### ACTION ITEM:
Every line from the one holding "Target: numbered shorts" through the one holding "Report one point per instance of the wet asphalt" in the data below must be returned exactly, both ends included, with pictures left out and nothing else added.

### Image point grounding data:
━━━━━━━━━━
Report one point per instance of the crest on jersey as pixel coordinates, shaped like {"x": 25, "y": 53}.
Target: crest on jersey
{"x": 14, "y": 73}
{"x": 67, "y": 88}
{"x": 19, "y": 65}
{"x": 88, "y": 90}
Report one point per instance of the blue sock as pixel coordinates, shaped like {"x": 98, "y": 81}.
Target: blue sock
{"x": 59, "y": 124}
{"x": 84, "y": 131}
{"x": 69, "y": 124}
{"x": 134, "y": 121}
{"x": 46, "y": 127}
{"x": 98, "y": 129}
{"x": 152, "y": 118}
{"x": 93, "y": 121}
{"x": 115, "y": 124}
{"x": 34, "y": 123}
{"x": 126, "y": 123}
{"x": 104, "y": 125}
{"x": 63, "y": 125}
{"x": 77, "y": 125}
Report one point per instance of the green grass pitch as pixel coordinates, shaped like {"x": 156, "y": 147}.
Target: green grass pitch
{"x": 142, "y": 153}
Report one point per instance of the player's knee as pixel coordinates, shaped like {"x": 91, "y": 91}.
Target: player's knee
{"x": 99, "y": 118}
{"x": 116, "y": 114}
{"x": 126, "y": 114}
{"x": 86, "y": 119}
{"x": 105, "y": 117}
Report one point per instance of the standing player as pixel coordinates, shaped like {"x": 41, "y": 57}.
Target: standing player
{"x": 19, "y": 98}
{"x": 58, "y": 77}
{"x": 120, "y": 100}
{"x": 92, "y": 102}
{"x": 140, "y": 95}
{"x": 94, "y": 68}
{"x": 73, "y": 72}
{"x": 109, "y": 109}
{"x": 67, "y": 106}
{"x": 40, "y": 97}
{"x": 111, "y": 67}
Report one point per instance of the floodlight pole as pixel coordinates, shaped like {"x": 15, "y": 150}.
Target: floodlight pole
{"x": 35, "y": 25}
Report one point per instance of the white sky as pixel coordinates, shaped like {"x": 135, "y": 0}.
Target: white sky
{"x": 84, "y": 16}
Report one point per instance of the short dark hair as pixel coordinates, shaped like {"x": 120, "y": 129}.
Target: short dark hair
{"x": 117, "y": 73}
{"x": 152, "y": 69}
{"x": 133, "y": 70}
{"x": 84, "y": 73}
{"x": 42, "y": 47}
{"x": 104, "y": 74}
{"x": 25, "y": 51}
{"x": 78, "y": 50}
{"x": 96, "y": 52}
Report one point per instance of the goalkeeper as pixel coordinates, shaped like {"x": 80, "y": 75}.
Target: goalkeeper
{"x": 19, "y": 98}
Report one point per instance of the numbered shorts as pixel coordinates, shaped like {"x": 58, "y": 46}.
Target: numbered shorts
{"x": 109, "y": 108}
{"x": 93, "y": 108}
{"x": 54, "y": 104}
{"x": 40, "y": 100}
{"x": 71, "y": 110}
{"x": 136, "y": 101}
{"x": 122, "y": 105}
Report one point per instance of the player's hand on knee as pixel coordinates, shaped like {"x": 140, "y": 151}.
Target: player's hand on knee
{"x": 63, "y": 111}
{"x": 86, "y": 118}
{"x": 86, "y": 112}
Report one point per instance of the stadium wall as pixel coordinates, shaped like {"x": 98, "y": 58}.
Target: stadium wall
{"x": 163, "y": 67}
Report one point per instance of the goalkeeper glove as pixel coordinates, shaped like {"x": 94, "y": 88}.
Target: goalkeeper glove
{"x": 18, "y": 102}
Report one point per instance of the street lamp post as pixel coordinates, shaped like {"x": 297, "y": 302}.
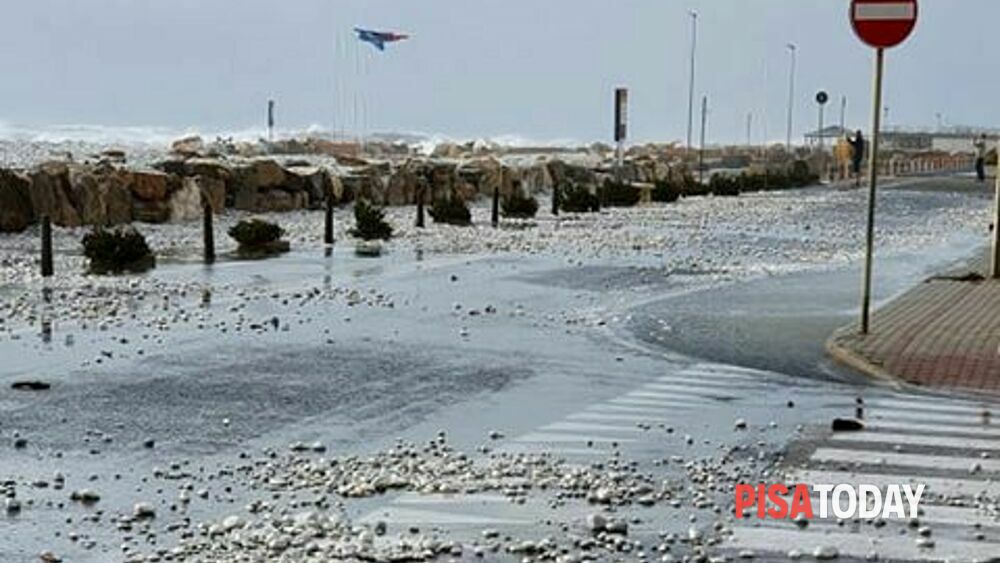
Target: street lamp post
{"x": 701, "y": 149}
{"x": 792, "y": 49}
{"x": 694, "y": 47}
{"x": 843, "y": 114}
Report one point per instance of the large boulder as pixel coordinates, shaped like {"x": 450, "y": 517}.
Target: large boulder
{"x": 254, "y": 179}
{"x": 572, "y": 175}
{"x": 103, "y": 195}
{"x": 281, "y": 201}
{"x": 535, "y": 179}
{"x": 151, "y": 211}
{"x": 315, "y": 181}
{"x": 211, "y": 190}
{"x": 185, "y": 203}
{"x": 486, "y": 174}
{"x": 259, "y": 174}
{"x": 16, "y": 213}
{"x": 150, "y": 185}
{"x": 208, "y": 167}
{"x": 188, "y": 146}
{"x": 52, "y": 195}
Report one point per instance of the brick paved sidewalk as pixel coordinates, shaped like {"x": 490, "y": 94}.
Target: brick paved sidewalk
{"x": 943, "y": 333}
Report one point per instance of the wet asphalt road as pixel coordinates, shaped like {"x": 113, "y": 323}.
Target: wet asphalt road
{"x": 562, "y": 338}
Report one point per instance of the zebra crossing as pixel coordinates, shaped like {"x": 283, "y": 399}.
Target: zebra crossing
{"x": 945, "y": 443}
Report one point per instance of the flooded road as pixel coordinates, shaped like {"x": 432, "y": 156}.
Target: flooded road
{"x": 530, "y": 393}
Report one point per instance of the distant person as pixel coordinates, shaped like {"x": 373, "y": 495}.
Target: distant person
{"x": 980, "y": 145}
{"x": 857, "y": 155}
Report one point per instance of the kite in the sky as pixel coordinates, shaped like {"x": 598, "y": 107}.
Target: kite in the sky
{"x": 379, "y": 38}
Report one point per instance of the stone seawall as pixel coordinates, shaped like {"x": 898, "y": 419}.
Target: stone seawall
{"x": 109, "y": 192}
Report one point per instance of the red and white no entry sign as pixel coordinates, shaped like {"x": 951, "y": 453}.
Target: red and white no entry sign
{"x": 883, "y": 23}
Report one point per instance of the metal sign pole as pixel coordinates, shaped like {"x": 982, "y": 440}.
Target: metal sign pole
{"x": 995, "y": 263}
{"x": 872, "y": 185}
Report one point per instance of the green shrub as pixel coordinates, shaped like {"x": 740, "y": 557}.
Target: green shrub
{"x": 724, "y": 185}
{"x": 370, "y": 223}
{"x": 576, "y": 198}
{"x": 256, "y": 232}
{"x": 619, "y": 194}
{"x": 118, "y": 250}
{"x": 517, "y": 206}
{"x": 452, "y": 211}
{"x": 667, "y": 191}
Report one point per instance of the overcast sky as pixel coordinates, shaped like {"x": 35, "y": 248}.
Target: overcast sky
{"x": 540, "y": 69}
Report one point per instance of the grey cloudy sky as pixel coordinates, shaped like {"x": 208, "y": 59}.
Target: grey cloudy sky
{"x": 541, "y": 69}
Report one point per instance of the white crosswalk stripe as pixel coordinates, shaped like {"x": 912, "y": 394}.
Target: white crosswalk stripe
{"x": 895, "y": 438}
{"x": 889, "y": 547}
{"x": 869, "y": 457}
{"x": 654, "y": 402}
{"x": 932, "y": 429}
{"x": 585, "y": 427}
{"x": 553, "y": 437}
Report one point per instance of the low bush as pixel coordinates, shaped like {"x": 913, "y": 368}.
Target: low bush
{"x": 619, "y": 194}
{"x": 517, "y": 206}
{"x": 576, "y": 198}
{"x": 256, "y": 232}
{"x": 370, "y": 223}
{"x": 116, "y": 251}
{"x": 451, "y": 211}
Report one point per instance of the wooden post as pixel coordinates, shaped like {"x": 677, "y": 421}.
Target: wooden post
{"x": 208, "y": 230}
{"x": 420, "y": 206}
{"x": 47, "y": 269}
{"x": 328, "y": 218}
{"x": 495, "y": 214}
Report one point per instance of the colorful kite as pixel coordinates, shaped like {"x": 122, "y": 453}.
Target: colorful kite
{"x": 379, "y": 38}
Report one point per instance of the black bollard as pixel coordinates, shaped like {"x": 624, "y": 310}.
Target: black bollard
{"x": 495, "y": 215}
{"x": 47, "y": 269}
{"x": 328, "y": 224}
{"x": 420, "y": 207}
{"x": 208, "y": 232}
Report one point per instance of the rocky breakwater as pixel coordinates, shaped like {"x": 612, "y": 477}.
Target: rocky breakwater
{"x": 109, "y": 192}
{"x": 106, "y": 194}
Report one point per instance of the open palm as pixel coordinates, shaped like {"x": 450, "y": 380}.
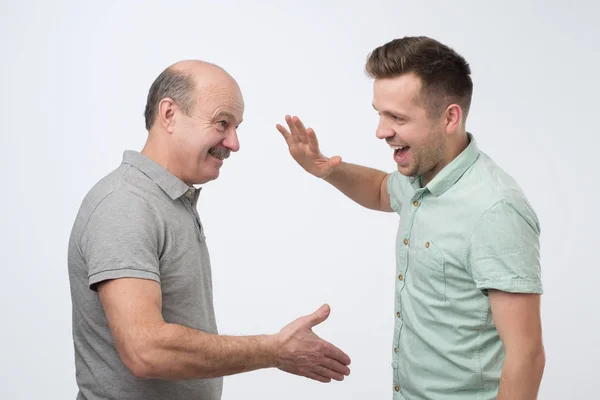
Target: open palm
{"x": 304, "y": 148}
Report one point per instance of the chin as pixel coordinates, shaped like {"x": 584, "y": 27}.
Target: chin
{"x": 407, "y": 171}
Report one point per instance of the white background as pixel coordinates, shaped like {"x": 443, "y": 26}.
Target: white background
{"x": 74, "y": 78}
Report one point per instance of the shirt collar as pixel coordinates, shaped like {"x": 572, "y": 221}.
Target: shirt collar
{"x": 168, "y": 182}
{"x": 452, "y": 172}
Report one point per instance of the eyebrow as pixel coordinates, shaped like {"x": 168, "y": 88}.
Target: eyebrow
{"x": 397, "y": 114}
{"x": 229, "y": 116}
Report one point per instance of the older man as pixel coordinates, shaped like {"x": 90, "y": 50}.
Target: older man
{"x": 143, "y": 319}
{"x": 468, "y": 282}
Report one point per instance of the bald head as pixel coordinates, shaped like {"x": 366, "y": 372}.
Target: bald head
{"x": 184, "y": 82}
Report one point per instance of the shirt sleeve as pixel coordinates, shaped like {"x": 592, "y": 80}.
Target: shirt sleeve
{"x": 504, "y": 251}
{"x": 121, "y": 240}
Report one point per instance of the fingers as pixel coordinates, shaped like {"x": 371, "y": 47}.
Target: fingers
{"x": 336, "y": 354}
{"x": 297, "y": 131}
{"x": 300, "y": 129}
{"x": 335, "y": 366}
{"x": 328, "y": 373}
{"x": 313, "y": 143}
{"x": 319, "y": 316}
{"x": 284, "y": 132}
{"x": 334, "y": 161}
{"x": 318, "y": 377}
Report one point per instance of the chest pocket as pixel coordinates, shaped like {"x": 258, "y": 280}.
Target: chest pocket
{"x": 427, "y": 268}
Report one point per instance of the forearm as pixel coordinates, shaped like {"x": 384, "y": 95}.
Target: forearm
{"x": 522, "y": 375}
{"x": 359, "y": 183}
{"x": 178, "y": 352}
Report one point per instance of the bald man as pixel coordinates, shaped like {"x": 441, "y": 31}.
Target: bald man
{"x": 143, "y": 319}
━━━━━━━━━━
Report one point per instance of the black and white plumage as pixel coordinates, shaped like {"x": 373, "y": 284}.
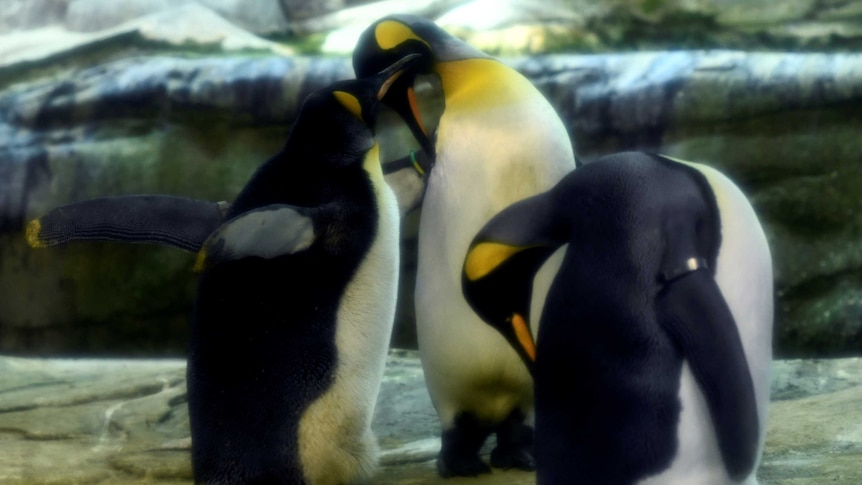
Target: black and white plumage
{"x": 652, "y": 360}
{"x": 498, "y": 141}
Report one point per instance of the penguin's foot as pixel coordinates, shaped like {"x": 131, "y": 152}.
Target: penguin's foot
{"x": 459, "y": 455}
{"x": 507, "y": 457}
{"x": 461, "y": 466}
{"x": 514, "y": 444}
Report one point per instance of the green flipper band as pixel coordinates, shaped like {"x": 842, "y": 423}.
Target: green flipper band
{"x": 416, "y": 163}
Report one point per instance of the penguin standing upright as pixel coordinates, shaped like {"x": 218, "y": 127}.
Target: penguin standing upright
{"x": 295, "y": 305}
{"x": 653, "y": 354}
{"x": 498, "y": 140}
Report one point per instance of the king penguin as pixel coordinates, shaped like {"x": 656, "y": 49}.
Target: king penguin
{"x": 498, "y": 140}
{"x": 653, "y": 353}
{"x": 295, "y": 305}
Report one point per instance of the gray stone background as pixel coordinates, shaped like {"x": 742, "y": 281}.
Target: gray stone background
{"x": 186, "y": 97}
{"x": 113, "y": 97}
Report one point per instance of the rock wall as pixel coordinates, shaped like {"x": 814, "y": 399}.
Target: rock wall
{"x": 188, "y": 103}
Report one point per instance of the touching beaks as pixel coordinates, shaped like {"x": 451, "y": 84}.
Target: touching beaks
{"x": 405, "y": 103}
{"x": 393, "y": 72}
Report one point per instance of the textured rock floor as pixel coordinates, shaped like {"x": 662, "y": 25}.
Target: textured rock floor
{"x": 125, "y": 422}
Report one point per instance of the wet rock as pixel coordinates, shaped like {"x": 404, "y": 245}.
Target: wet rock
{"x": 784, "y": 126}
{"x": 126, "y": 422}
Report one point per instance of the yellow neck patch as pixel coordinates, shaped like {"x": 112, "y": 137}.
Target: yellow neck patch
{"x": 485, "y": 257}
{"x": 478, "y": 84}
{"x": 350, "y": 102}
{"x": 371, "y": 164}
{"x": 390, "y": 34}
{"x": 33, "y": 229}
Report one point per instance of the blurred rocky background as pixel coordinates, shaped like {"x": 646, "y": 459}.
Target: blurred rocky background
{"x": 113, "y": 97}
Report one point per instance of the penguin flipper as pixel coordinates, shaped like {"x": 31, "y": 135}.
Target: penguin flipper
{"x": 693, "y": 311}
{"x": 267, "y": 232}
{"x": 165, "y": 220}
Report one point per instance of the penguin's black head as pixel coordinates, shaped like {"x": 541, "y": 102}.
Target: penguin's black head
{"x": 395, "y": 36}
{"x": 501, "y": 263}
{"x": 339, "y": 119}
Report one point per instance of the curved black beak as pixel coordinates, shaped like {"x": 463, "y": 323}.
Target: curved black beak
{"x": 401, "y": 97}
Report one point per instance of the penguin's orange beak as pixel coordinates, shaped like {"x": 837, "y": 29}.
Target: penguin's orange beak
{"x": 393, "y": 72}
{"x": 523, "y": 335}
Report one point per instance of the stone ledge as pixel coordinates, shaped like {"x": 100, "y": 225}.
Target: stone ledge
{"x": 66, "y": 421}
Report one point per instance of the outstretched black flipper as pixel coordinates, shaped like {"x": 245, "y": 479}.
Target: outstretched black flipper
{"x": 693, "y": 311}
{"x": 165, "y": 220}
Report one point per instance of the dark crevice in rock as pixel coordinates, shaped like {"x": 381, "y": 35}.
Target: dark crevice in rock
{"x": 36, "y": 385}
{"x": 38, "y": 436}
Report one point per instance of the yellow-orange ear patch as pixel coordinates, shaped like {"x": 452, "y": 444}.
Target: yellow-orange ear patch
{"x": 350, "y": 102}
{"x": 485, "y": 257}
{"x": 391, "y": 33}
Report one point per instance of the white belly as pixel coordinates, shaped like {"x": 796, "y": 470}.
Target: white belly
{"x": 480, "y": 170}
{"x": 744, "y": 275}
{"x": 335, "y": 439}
━━━━━━━━━━
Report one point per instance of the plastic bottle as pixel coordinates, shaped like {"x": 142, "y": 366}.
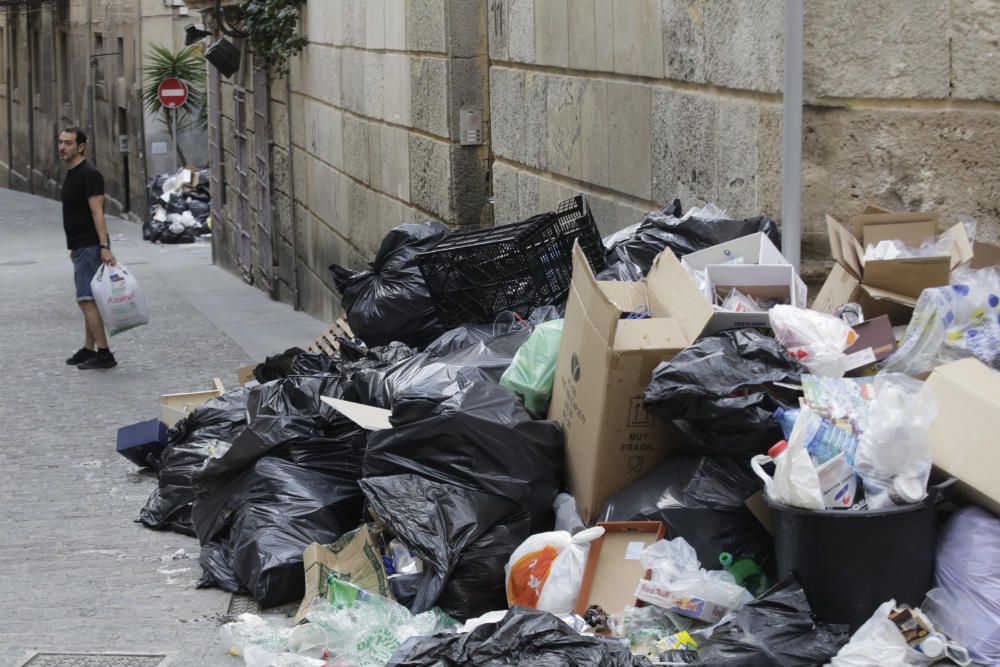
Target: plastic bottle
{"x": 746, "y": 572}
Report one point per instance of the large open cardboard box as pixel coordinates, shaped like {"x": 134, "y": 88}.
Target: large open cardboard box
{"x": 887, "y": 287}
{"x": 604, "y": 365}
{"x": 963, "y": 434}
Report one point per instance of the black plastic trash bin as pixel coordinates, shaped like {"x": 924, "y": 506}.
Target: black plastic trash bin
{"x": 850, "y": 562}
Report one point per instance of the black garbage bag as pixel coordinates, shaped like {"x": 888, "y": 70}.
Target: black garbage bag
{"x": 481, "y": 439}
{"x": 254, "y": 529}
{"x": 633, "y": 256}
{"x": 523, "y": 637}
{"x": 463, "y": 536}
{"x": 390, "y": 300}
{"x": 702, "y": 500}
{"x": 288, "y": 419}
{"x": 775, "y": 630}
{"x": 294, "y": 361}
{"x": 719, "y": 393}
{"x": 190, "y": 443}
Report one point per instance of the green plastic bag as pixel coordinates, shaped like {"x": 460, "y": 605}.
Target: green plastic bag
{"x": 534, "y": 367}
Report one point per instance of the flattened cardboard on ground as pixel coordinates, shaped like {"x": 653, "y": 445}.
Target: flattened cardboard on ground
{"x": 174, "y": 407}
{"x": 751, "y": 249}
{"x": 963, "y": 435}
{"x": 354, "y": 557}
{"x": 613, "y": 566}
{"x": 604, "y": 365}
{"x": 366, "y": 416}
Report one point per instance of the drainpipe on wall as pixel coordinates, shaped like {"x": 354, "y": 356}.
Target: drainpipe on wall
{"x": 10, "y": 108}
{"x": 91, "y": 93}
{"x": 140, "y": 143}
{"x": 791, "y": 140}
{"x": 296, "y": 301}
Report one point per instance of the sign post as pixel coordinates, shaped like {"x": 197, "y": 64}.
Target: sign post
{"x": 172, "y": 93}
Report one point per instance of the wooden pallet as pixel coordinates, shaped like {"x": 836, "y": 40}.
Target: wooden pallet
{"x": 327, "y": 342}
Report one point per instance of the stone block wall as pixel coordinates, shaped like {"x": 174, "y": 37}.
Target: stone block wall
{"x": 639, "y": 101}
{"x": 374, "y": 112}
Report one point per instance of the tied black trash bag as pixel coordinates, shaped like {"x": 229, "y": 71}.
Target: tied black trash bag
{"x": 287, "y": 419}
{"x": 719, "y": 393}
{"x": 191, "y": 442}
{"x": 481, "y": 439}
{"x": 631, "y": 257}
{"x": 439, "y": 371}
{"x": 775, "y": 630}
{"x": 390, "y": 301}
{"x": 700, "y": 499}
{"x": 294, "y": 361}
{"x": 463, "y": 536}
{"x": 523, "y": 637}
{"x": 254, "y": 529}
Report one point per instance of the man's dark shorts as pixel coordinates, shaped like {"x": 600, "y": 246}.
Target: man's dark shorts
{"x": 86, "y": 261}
━━━━━━━━━━
### SOLUTION TO THIS PROBLEM:
Target: numbered shorts
{"x": 109, "y": 108}
{"x": 93, "y": 108}
{"x": 54, "y": 104}
{"x": 40, "y": 100}
{"x": 71, "y": 110}
{"x": 136, "y": 101}
{"x": 122, "y": 105}
Report one point per instance of the player's hand on knee as pixel coordinates, shaped like {"x": 140, "y": 151}.
Target: player's hand on knee
{"x": 63, "y": 111}
{"x": 86, "y": 118}
{"x": 86, "y": 112}
Report one point per instance of the stadium wall as pixel coordinates, shaped like {"x": 98, "y": 58}.
Target: stadium wall
{"x": 163, "y": 67}
Report one point per instance of the goalkeeper glove as pixel coordinates, shaped like {"x": 94, "y": 88}.
Target: goalkeeper glove
{"x": 18, "y": 102}
Report one point per instance of the street lamp post as pixel coordinates, shaped like {"x": 297, "y": 302}.
Target: street lamp post
{"x": 701, "y": 149}
{"x": 792, "y": 49}
{"x": 694, "y": 47}
{"x": 843, "y": 114}
Report one point per instance of the large boulder as pixel coordinates, shaped like {"x": 450, "y": 517}.
Target: large boulder
{"x": 254, "y": 179}
{"x": 572, "y": 175}
{"x": 103, "y": 195}
{"x": 281, "y": 201}
{"x": 535, "y": 179}
{"x": 151, "y": 211}
{"x": 315, "y": 181}
{"x": 211, "y": 190}
{"x": 185, "y": 203}
{"x": 486, "y": 174}
{"x": 259, "y": 174}
{"x": 16, "y": 213}
{"x": 150, "y": 185}
{"x": 208, "y": 167}
{"x": 188, "y": 146}
{"x": 52, "y": 195}
Report one point per instance of the brick paved sidewalk as pixel coordinates, shaped like {"x": 490, "y": 94}.
Target: brick paved sidewalk
{"x": 943, "y": 333}
Report one point per instance of the wet asphalt road as pixel coordinates, shaped like {"x": 113, "y": 323}.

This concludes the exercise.